## Objective
Please render the lines between the one containing "Each instance of the arched" and the one containing "[[[93,70],[91,68],[89,69],[89,75],[91,76],[93,76]]]", inclusive, as a numbered list, leaving out any blank lines.

## Provided data
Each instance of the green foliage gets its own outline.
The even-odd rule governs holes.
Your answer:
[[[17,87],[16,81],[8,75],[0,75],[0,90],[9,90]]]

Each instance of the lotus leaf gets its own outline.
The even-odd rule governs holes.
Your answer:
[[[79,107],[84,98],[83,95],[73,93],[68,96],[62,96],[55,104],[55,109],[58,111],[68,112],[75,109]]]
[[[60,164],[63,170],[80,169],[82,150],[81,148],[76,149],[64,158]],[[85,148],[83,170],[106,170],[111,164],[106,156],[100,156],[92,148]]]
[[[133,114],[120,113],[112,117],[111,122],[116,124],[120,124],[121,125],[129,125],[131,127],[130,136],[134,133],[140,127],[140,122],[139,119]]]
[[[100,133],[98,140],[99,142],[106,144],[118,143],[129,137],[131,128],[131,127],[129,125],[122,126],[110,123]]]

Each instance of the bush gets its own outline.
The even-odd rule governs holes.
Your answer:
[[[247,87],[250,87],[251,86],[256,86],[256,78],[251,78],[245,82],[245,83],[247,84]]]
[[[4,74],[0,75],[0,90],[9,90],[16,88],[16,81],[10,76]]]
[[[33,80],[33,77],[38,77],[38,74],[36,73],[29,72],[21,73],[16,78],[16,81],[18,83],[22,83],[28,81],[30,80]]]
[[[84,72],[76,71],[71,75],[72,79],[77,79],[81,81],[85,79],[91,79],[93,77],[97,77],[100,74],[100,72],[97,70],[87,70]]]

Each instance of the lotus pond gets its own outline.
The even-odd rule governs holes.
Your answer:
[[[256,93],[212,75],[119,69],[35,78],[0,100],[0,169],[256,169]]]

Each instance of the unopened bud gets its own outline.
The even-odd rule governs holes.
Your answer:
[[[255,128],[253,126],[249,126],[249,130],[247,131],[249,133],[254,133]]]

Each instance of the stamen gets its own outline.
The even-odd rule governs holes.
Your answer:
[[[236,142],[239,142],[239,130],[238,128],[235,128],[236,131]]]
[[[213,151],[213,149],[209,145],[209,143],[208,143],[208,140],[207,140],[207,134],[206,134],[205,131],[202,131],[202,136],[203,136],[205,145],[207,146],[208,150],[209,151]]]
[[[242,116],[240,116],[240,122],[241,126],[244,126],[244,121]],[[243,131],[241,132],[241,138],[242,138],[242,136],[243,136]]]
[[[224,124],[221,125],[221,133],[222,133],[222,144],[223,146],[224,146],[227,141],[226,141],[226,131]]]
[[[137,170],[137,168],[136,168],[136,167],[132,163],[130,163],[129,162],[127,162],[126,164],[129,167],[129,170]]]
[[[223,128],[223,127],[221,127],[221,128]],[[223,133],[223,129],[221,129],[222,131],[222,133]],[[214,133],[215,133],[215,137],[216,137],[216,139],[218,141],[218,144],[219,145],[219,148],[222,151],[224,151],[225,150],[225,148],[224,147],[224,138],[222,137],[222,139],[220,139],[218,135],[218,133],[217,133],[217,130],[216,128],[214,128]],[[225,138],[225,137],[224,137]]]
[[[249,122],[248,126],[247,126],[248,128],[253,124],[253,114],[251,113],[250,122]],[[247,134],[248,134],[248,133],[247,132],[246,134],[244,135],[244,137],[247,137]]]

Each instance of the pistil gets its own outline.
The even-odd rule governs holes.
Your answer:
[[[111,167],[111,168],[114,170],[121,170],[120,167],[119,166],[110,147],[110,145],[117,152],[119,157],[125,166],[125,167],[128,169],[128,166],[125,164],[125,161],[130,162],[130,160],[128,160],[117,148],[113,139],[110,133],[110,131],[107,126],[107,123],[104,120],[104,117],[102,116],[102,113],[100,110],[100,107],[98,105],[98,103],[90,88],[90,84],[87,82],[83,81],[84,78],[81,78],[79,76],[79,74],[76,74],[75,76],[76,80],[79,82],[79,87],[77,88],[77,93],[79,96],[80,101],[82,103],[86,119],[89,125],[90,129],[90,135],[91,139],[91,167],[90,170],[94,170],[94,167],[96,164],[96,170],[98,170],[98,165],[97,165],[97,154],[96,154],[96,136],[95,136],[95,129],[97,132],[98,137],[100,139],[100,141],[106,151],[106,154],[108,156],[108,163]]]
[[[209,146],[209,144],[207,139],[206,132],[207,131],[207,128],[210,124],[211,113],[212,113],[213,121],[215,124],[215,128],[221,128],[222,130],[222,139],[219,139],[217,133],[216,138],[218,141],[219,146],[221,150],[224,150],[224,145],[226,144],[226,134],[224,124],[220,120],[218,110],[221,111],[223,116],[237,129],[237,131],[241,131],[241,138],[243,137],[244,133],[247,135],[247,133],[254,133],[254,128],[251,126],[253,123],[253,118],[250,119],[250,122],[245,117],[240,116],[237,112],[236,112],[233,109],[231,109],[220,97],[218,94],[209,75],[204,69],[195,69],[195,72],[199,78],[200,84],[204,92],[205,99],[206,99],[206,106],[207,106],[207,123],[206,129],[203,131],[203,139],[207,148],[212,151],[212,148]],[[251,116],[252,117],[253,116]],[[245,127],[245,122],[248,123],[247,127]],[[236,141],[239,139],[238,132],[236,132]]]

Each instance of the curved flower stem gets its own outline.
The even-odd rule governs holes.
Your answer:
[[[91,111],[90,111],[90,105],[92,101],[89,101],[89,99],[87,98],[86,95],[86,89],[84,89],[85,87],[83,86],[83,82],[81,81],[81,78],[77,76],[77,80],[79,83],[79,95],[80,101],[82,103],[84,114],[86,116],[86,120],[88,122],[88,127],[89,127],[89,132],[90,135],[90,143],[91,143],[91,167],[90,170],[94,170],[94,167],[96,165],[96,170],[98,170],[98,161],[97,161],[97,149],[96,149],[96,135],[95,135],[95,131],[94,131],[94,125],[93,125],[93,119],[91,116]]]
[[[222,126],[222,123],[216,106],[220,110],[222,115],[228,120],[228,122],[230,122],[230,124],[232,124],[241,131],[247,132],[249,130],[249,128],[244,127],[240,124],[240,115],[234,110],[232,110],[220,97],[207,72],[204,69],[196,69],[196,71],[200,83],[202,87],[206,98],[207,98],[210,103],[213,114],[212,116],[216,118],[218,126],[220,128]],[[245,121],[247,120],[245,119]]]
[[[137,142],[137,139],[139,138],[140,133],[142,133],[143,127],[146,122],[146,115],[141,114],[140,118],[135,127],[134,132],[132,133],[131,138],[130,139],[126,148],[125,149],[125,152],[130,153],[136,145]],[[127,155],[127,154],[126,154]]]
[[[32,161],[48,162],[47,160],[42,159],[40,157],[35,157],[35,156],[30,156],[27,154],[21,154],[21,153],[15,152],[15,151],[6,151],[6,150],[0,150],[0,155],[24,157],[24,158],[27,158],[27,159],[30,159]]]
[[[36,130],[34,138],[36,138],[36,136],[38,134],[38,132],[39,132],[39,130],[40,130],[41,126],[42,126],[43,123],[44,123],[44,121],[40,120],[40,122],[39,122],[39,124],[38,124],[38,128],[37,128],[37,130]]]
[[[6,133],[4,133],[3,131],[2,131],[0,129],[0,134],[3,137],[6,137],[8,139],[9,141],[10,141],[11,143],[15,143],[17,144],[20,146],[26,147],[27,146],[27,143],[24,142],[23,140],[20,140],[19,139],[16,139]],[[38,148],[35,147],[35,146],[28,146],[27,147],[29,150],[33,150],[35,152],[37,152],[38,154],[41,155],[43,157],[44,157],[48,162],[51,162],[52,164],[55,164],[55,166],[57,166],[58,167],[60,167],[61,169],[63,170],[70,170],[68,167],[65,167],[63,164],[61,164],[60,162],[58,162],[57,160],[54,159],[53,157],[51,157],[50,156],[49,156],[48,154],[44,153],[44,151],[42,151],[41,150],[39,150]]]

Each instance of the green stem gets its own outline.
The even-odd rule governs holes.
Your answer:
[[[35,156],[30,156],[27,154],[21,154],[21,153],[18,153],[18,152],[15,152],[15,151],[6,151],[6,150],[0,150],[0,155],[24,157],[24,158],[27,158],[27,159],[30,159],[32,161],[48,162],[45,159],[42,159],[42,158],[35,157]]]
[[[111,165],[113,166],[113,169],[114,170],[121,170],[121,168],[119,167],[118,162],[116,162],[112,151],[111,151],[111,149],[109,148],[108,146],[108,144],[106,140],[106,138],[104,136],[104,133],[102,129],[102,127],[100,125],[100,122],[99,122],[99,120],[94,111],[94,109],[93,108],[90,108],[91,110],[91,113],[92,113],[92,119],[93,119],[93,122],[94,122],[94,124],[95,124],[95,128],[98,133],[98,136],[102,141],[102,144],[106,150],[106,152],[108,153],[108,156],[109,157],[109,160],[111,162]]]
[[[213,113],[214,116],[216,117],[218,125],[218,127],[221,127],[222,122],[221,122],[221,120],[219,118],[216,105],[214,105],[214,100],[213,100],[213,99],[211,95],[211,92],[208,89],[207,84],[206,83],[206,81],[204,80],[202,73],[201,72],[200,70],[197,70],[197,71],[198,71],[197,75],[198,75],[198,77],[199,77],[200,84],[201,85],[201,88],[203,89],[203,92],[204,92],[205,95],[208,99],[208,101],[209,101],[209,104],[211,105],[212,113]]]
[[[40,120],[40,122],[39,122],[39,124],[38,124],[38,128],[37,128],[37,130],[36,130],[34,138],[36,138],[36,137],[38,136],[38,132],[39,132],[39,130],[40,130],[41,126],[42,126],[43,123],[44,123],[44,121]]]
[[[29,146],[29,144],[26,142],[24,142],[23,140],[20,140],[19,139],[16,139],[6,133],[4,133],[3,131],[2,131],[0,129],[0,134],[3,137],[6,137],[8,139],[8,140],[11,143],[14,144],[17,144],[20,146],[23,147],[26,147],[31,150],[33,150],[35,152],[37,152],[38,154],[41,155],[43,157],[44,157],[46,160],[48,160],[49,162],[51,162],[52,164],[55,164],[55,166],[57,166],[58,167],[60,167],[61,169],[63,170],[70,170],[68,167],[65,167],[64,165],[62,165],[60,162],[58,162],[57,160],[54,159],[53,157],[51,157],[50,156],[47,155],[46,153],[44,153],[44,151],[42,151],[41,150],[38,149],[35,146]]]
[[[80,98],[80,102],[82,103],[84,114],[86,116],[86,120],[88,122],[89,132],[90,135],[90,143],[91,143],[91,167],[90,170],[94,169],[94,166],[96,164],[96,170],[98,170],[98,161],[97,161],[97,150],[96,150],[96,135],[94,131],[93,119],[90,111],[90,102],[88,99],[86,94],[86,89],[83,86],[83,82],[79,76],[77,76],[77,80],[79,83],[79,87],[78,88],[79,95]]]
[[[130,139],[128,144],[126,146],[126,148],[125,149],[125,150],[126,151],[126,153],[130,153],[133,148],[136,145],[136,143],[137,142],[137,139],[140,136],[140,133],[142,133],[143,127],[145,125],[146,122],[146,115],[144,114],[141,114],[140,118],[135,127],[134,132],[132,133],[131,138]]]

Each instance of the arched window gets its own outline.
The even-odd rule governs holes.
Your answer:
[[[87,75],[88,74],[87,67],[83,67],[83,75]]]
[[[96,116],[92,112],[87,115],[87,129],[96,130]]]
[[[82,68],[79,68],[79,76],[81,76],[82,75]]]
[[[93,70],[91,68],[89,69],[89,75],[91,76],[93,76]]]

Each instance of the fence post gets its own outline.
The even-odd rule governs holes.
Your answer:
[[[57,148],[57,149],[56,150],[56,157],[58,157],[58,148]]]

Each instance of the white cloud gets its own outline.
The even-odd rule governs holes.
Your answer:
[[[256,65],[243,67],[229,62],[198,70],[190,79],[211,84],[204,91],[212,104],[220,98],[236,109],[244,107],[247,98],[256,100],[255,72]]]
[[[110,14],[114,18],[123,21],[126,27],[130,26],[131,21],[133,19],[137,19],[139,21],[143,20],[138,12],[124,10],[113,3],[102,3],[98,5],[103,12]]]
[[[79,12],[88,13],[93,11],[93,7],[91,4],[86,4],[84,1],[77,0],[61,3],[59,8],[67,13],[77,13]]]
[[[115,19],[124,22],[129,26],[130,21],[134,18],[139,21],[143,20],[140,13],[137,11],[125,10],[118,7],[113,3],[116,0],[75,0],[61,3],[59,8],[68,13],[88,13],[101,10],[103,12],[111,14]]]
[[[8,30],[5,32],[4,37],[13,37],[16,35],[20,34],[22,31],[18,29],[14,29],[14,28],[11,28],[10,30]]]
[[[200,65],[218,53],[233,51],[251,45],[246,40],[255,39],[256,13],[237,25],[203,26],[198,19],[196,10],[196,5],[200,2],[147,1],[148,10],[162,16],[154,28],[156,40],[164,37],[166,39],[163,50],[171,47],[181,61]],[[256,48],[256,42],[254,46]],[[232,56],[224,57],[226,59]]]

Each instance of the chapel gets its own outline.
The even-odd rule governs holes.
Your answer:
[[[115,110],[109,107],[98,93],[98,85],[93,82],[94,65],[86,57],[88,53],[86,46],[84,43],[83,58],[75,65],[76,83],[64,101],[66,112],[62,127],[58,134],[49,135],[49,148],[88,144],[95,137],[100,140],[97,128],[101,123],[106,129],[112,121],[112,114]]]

## Answer to the problem
1. Each instance of the arched window gets its own outline.
2. The even-odd rule governs holes.
3. Your answer:
4. [[[87,75],[88,74],[87,67],[83,67],[83,75]]]
5. [[[96,116],[92,112],[87,115],[87,129],[96,130]]]
6. [[[82,68],[79,68],[79,76],[81,76],[82,75]]]
7. [[[93,70],[91,68],[89,69],[89,75],[91,76],[93,76]]]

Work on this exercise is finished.